• SUPPLIED ENTRIES:
(begin)
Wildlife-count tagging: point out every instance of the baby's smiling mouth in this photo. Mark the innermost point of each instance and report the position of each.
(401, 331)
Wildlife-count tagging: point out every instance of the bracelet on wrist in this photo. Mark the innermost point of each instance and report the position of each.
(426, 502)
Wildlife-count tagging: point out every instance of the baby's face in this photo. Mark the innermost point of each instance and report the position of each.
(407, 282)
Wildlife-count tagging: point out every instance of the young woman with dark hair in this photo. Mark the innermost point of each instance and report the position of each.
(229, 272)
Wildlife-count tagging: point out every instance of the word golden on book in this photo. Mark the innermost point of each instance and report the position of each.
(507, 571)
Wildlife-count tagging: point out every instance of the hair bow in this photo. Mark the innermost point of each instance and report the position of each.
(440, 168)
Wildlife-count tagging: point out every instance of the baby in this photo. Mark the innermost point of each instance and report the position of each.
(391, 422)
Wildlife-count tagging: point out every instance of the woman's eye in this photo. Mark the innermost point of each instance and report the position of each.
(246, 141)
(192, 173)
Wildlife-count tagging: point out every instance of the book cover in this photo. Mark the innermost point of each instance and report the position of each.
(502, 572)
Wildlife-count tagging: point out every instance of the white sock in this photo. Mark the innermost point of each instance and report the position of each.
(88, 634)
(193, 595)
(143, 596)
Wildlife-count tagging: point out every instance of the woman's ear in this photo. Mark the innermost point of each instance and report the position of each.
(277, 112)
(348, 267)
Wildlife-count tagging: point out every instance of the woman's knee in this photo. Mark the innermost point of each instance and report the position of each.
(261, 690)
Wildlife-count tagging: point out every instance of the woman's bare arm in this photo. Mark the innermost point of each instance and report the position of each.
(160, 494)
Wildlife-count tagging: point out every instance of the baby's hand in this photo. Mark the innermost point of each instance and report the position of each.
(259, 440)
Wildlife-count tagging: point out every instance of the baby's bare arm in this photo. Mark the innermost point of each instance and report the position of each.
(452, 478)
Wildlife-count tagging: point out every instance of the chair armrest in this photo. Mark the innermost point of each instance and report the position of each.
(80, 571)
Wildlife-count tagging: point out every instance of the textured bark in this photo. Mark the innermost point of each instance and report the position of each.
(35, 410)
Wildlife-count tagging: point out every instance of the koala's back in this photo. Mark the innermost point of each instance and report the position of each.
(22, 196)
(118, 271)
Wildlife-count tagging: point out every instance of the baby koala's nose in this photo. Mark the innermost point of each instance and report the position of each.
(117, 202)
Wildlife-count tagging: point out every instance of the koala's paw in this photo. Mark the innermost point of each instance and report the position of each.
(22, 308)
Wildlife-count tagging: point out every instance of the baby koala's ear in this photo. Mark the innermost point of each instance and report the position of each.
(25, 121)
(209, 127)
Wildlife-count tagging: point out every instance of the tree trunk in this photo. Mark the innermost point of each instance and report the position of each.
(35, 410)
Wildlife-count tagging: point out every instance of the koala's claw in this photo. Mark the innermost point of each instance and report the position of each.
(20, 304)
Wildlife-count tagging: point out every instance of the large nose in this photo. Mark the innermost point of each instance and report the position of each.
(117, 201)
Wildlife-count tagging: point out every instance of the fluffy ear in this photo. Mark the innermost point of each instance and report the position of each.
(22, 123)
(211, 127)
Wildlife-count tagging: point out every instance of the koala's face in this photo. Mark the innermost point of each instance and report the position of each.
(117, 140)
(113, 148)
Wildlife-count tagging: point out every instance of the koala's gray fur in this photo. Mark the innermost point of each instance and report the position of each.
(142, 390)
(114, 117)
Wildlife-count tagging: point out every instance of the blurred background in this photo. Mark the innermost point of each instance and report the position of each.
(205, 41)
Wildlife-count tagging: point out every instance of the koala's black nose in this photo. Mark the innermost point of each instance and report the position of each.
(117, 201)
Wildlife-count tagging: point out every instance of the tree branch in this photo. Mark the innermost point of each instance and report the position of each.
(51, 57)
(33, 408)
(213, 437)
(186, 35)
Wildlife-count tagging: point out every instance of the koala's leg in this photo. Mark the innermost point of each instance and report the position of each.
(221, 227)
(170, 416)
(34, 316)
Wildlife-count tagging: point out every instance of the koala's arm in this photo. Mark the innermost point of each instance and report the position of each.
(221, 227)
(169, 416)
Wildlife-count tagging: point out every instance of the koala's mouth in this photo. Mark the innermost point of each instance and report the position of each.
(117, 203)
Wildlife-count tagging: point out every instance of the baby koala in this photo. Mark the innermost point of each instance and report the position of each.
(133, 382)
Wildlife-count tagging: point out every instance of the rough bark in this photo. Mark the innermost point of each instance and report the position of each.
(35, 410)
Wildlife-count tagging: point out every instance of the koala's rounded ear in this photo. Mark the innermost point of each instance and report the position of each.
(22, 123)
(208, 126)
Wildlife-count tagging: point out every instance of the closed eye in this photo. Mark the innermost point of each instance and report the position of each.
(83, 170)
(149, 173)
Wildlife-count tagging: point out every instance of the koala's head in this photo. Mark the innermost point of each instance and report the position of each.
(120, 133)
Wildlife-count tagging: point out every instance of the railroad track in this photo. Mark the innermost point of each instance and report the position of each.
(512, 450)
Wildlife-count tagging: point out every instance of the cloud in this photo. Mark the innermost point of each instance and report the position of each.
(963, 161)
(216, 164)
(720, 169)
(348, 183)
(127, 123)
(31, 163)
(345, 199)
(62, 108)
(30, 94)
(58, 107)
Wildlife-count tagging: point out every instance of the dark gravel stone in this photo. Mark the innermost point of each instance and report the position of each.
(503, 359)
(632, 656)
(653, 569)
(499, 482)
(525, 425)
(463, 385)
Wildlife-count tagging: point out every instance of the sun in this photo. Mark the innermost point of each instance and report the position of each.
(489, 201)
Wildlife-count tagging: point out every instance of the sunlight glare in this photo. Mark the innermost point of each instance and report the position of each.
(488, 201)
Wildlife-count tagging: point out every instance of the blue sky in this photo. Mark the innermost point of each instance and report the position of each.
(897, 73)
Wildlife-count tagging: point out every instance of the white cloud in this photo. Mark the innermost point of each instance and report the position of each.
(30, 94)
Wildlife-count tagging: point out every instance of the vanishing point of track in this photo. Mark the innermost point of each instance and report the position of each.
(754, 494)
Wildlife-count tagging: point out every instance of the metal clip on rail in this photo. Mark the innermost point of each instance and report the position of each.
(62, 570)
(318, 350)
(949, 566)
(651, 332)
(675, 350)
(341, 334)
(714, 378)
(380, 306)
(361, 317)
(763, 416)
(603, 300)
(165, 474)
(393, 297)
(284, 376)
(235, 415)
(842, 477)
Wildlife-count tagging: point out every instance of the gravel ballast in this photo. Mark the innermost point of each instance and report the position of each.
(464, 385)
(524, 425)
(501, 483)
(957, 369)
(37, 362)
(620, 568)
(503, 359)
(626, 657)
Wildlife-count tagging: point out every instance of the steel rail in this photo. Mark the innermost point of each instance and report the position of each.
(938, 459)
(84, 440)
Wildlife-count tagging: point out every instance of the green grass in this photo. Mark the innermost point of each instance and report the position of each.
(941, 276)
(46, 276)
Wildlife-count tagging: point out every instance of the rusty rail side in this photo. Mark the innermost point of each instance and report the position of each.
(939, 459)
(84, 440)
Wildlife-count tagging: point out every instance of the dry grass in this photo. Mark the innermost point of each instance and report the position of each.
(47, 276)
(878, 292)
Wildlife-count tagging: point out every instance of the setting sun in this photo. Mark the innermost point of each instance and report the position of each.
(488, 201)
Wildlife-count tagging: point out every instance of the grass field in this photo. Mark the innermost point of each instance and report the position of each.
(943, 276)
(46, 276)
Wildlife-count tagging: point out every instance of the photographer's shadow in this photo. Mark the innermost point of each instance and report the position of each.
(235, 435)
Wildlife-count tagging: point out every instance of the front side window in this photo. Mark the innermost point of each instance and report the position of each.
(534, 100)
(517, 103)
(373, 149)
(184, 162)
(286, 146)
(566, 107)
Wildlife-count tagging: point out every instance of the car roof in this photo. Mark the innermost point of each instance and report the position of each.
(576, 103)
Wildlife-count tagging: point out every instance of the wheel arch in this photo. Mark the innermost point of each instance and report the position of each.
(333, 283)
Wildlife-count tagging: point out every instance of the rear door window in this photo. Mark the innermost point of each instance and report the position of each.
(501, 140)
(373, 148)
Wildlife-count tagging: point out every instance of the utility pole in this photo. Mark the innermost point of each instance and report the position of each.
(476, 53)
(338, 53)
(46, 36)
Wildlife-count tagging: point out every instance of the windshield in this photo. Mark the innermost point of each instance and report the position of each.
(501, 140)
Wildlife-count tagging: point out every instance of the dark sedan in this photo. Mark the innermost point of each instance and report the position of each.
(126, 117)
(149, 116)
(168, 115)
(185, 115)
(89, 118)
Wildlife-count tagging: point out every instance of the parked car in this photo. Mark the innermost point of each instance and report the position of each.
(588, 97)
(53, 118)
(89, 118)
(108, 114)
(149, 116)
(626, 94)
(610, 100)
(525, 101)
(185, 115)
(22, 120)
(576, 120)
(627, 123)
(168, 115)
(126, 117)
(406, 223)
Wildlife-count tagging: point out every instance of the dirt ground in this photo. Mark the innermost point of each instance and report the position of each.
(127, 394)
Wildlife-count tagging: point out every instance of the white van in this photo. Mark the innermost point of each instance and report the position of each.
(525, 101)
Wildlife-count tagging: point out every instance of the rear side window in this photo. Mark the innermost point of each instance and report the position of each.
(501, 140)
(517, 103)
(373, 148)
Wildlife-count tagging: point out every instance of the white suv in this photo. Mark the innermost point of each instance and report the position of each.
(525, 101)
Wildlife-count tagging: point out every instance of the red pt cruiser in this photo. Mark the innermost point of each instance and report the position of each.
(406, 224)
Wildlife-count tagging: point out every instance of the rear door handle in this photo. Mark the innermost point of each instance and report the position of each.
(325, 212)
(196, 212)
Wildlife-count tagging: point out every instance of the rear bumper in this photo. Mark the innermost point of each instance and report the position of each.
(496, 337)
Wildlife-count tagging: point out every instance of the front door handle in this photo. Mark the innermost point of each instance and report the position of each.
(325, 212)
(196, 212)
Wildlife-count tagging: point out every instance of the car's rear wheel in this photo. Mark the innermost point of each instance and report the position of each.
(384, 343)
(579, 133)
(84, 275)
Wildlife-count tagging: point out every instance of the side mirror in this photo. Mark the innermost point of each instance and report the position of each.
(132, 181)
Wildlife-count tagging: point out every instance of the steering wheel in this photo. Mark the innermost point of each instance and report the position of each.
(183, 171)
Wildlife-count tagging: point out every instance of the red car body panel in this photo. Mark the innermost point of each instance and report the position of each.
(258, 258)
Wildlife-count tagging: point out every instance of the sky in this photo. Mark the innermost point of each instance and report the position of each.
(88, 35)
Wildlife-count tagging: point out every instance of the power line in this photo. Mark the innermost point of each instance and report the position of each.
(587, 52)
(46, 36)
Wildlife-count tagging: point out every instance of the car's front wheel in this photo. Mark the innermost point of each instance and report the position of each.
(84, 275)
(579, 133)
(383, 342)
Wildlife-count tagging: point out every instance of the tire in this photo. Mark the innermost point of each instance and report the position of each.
(end)
• WHAT YOU ARE ASKED TO DO: Begin at the row that contains "the front door" and stop after the last row above. Write those rows out again, requests included, with every coordinate in the answers multiplied by 1.5 and rounded to a whole number, halves going up.

• EXERCISE RESPONSE:
Wildlife-count tagging: point out every instance of the front door handle in this photo. Mark the innermost point of each instance and report the position of each.
(488, 318)
(294, 318)
Wildlife-count tagging: point out every instance of the car's rear wheel in this photo. Mark the innermost point of each instance and report the position of each.
(576, 515)
(869, 200)
(126, 413)
Wildlife-count tagging: point out every instance of the side mirror in this photo. Mark the innermost point of each instance and report the position of each.
(198, 272)
Wildlife-count tagging: point out every instance of the steering wheel in this photo. Mark the innermost point of each instance and report the position of each.
(275, 257)
Wildlife-count tagging: point out every instance of the red car body panel in this photo. Mark the innermost point of each instance and report the position of each.
(387, 387)
Wildlife-count tagging: point out every instance of the sky in this photo. Mark the innermost point of each instance and report the position of each.
(132, 53)
Wildlife-count tagging: point out every instance of the power line in this photo. Mark the innermost point of each instance and report the position of each.
(881, 78)
(69, 54)
Wildlife-count tagging: point out every instance of the car's front wheel in this photo. Mark the innermost point of each instance and report the position of each.
(126, 413)
(869, 200)
(575, 513)
Wildlife-count tagging: point out every instance of the tire in this photo. Mark the innermost point of each instance and report the position of each.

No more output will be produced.